** start Text **

One of the first things you notice when interviewing Jay Gruden is that he's honest. Or, at least, as honest as he can be. Not that I needed a reminder, but Don Banks' article on SI.com provided another example.
Banks is one of my favorite NFL writers and he coaxed a couple of telling quotes from Gruden after practice Wednesday. Two parts jumped out.
The quote: "Personally my belief is the read-option is better as an element of surprise. If you're making it a major focal point of your offense -- though they had success with it -- that's problematic. You want to have some of it, no question, because it's the way to get the numbers back in your favor offensively. And with a quarterback like [Robert Griffin III], why wouldn't you have some of it?
"But we're trying to develop him as an all-around quarterback. And I don't know if they had that (as a goal). I'm sure they did a little bit, but I think that's the clear intent moving forward, to develop him as an all-around quarterback. That's part of his growth, from '12 to '13 to now.''
My take: It’s rare that a new coach will make any sort of comment about the previous coaching staff. Whether or not you agree with his take, it’s certainly one that can be interpreted as a dig. Nobody wants to be perceived as not trying to develop a guy. I’d say they felt Griffin was more raw as a passer coming out of college and this was the way to go. How much they would have developed him we’ll never know; I know what some of the plans were but that can be just talk. But the other part of this is that it will play well with Griffin who no doubt felt the same. He has to feel he has a coach on his side.

** end Text **
** start Material **

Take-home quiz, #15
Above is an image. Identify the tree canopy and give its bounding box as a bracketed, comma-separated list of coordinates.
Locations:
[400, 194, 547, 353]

** end Material **

Set problem: Pick up the piece on Jay Gruden's comments about Robert Griffin III and keep writing from its last sentence. The listing has no connection to the text.

Exercise answer:
Oh, and for what it’s worth, the Redskins should keep the zone-read as part of the offense. However, I’ve always felt they should run it less and less as Griffin matures. If he becomes a more consistent passer, and improves his pocket presence and keeps extending plays, there will be much less reason to have him run more than a couple times a game. It definitely helped the passing game, but so too did the stretch zone play-action. Both created confusion for linebackers.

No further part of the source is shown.